> _Work to complete_: Reproduce word for word the stretch of the items below from the line containing "I would be grateful for your help with the concrete" through the line containing "point(535, 292)", including both of those lines. Copy only that stretch.

> _Entries shown_:
-- -- --

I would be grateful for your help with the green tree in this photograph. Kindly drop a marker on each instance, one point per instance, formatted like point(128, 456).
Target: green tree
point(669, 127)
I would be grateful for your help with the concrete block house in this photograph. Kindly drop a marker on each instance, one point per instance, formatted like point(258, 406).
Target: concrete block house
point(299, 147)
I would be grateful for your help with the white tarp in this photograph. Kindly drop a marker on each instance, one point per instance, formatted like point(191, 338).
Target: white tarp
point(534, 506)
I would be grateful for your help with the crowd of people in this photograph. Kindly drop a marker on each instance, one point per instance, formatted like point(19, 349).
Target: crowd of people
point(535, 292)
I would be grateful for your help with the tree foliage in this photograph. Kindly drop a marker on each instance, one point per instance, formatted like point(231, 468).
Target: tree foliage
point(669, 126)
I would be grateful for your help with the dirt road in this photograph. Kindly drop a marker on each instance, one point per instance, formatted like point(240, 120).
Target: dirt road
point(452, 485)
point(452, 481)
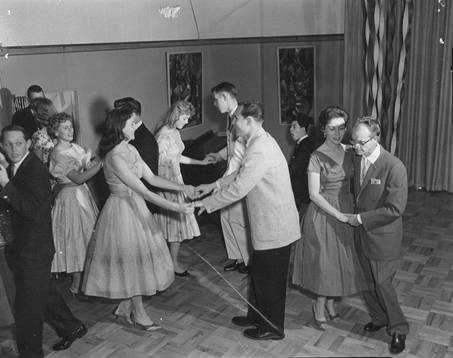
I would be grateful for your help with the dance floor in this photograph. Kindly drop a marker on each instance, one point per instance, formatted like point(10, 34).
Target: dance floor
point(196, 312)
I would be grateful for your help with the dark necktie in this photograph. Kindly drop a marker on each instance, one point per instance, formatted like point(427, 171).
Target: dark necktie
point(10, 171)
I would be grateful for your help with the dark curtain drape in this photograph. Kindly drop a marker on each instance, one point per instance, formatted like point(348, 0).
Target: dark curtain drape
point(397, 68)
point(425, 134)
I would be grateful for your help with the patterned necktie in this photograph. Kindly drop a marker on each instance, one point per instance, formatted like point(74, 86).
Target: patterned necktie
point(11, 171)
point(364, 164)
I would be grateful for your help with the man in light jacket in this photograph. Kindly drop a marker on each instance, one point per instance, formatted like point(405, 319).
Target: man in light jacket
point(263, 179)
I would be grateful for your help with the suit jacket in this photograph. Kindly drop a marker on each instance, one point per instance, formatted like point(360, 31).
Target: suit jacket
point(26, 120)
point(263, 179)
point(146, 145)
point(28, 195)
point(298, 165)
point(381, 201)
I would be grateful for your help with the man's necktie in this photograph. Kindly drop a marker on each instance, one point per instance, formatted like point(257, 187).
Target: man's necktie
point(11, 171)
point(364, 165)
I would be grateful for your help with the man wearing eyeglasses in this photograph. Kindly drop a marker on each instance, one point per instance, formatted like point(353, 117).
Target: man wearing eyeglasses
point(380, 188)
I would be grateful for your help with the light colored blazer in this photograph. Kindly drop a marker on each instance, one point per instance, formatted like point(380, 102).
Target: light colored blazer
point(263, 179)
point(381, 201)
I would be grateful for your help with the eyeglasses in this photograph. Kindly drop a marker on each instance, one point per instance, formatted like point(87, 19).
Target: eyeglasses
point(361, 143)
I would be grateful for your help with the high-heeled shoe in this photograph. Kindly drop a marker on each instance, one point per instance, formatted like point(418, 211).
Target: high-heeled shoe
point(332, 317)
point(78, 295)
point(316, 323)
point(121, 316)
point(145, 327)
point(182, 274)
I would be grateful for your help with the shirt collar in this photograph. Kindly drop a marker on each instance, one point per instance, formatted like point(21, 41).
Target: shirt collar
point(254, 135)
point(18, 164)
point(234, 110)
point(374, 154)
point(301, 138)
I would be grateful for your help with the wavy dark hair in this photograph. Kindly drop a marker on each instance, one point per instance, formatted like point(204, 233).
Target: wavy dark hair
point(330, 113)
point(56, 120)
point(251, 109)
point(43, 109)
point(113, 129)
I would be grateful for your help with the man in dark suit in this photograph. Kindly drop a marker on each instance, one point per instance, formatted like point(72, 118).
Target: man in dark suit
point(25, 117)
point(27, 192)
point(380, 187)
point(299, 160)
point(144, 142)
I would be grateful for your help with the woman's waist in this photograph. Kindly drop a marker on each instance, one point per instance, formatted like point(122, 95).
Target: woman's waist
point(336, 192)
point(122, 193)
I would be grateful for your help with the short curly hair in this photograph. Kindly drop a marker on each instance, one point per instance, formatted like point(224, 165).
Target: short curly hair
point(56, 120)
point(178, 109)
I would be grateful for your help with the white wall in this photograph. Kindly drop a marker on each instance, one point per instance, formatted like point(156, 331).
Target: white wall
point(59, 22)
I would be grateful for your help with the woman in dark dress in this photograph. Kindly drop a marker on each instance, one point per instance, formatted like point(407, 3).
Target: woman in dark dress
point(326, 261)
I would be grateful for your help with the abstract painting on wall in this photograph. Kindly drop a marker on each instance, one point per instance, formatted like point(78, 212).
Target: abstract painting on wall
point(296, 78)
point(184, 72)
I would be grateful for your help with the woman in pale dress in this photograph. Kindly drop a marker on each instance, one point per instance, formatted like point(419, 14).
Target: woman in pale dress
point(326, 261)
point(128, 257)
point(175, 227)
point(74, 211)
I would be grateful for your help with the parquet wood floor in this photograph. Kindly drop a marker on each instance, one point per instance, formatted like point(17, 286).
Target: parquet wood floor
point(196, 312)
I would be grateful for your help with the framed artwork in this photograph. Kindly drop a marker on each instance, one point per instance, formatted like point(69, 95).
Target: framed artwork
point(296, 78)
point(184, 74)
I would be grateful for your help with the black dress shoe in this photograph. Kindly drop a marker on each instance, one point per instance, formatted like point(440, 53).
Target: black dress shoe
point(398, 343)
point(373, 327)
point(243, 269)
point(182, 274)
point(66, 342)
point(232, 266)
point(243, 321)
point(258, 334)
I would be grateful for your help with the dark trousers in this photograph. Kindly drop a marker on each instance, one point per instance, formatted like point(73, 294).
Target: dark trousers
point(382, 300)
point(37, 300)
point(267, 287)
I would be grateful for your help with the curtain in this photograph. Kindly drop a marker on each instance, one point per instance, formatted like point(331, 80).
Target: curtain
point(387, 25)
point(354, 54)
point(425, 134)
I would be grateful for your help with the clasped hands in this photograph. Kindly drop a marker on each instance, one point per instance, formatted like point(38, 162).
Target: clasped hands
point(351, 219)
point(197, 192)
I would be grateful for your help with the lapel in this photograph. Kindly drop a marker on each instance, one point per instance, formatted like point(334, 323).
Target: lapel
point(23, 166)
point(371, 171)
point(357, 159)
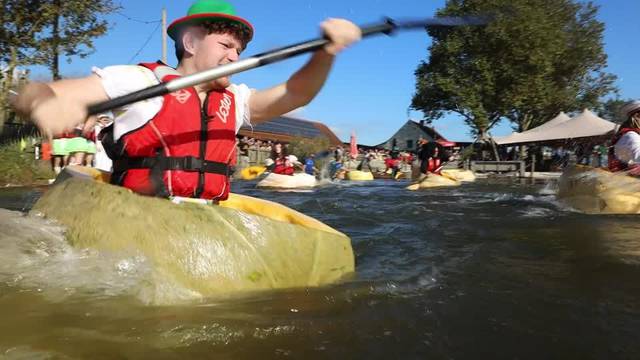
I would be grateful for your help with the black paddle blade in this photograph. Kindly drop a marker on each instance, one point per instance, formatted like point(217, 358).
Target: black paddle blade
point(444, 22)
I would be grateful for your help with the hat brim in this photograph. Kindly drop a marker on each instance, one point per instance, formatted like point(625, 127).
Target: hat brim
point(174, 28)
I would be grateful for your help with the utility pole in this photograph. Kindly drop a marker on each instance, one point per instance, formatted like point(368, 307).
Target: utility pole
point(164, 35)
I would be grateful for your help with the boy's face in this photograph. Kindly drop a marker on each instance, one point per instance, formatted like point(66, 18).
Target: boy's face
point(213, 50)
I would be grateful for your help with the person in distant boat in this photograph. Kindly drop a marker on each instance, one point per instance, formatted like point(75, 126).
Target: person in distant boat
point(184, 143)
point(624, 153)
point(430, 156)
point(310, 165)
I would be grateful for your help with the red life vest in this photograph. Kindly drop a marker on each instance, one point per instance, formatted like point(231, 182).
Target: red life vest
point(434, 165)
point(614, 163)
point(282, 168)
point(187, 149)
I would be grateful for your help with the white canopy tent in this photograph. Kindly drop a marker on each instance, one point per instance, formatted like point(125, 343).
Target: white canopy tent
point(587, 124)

-- -- --

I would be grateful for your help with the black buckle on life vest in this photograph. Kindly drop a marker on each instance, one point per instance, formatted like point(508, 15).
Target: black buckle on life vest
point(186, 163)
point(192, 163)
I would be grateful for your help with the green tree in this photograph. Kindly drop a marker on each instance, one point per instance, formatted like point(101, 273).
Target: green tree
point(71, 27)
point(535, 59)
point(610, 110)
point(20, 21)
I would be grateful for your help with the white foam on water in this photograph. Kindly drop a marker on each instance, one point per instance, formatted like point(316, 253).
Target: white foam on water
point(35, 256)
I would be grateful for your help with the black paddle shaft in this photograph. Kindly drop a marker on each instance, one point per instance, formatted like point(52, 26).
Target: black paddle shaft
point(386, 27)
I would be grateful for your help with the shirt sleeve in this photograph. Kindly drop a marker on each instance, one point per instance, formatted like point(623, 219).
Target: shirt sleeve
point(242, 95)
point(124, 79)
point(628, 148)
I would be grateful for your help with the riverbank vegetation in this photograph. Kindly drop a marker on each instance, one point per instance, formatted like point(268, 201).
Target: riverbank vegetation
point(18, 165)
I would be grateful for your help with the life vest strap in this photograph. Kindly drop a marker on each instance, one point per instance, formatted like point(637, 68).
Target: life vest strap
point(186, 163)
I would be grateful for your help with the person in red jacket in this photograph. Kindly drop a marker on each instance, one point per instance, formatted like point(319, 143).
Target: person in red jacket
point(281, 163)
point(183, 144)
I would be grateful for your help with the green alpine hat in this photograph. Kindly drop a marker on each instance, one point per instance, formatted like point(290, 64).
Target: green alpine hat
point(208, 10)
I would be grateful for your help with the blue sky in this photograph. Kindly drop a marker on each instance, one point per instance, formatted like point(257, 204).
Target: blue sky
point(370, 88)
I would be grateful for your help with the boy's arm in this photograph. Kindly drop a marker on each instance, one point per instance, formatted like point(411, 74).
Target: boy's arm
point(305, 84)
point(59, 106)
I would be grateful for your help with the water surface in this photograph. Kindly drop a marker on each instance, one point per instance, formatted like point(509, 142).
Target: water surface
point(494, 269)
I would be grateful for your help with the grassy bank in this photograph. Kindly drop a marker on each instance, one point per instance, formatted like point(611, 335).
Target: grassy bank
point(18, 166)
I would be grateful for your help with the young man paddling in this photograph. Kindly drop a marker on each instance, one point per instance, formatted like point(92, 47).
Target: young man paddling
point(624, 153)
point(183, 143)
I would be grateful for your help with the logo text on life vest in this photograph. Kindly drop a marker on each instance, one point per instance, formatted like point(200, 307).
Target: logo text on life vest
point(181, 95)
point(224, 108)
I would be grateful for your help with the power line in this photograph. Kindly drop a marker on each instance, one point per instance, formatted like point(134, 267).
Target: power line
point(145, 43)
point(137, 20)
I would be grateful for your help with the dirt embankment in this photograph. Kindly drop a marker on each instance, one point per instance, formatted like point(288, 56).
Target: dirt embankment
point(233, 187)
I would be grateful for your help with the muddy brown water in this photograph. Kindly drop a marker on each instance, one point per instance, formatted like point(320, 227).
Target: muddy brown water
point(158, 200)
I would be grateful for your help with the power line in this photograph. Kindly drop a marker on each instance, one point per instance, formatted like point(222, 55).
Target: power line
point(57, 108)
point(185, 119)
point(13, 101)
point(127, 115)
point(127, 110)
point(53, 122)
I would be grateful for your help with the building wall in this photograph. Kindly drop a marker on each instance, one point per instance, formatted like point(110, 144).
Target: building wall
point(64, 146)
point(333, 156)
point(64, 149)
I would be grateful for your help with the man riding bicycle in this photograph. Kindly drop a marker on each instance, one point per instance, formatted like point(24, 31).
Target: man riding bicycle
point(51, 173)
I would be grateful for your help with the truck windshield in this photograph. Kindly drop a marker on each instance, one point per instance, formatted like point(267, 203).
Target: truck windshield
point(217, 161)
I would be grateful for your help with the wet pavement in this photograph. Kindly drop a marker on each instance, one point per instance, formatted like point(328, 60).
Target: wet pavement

-- -- --

> _The result_:
I would be grateful for your help with the concrete block house in this photograph. Kindly drop a marker on each instance, one point per instance, formatted like point(258, 406).
Target: concrete block house
point(299, 147)
I would be grateful for your help with the white tarp in this photograph. Kindly drop a marker on each instance, one point per instance, formatted like point(191, 338).
Target: white tarp
point(534, 506)
I would be grateful for your help with the crowd of people in this photograph. Kindly drop a marker on each instance, one point per instance, formatted like point(19, 349).
Target: crowd of people
point(535, 292)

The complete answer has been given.